* _What is expected_:
Every line of the records below should be restated exactly.

Stored entries
___

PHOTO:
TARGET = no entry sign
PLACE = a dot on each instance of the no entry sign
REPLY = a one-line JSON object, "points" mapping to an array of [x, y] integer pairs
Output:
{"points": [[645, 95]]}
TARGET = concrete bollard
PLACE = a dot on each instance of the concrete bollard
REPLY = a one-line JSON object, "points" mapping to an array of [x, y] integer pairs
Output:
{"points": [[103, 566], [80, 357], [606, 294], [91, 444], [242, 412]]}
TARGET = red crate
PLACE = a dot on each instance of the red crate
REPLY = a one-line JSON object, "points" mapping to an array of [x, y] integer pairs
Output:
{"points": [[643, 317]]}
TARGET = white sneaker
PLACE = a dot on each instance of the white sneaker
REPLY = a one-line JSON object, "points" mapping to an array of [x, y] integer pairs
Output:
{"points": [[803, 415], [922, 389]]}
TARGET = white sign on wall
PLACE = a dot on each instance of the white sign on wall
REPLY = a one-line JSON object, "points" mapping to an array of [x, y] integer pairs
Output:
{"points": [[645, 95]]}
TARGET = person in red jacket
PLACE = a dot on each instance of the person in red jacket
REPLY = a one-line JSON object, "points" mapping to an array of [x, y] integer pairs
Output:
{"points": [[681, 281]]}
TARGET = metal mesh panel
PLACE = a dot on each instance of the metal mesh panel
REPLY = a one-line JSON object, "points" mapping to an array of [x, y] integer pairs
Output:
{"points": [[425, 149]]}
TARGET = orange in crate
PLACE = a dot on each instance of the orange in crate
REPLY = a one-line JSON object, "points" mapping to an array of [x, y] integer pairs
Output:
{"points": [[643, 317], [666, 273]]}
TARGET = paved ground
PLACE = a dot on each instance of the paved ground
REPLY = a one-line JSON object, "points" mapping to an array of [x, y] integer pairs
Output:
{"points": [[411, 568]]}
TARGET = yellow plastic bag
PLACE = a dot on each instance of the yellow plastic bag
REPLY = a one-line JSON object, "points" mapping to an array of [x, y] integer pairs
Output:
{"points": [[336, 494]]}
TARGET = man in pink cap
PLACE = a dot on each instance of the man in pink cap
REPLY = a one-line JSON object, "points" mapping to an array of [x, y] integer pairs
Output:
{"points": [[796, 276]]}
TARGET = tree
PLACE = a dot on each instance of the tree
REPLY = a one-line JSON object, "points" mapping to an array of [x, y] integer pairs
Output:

___

* _Response_:
PHOTO:
TARGET = no entry sign
PLACE = a dot on each instance of the no entry sign
REPLY = a one-line JSON object, "points" mapping to an array of [x, y] integer pairs
Output:
{"points": [[645, 95]]}
TARGET = concrete bollard
PLACE = a dot on each instance of the concrete bollard
REPLY = a one-line JSON object, "points" mapping to an array of [x, y] integer pairs
Output:
{"points": [[103, 566], [80, 357], [606, 294], [91, 444], [242, 412]]}
TARGET = red crate
PLACE = a dot on each instance of the red crate
REPLY = a one-line JSON object, "points" mapping to an array of [x, y] integer pairs
Output:
{"points": [[643, 317]]}
TARGET = white sneaker
PLACE = a dot on each instance of the white sneaker
REPLY = a one-line JSON object, "points" mapping to an array of [x, y] integer pairs
Output:
{"points": [[803, 415], [922, 389]]}
TARGET = white sign on wall
PLACE = a dot on each instance of the white sign on wall
REPLY = a one-line JSON object, "points" mapping to an array of [x, y] integer pairs
Output:
{"points": [[645, 95]]}
TARGET = person in red jacket
PLACE = a dot on each instance of the person in red jacket
REPLY = a one-line JSON object, "points" mapping to an array of [x, y] integer pairs
Output:
{"points": [[681, 281]]}
TARGET = metal mesh panel
PLACE = a dot on each instance of the metal mesh panel
REPLY = a one-line JSON object, "points" mapping to an array of [x, y] integer pairs
Output:
{"points": [[425, 149]]}
TARGET = orange in crate
PLACE = a dot on each instance of the orange in crate
REPLY = a one-line JSON object, "points" mapping to an array of [x, y] integer pairs
Output:
{"points": [[643, 317], [666, 273]]}
TARGET = paved ground
PLACE = a dot on each instance of the paved ground
REPLY = a one-line JSON object, "points" mapping to an array of [x, y] integer pairs
Output:
{"points": [[411, 568]]}
TARGET = yellow plastic bag
PLACE = a dot on each instance of the yellow plastic bag
REPLY = a one-line JSON object, "points" mapping to an array of [x, y] integer pairs
Output:
{"points": [[336, 494]]}
TARGET = man in pink cap
PLACE = a dot on each instance of the man in pink cap
REPLY = a one-line JSON object, "points" mapping to an array of [x, y] integer pairs
Output:
{"points": [[796, 276]]}
TARGET = tree
PLACE = a dot on each instance of the tree
REPLY = a one-line JSON object, "points" mapping to an array of [x, y] integer pairs
Output:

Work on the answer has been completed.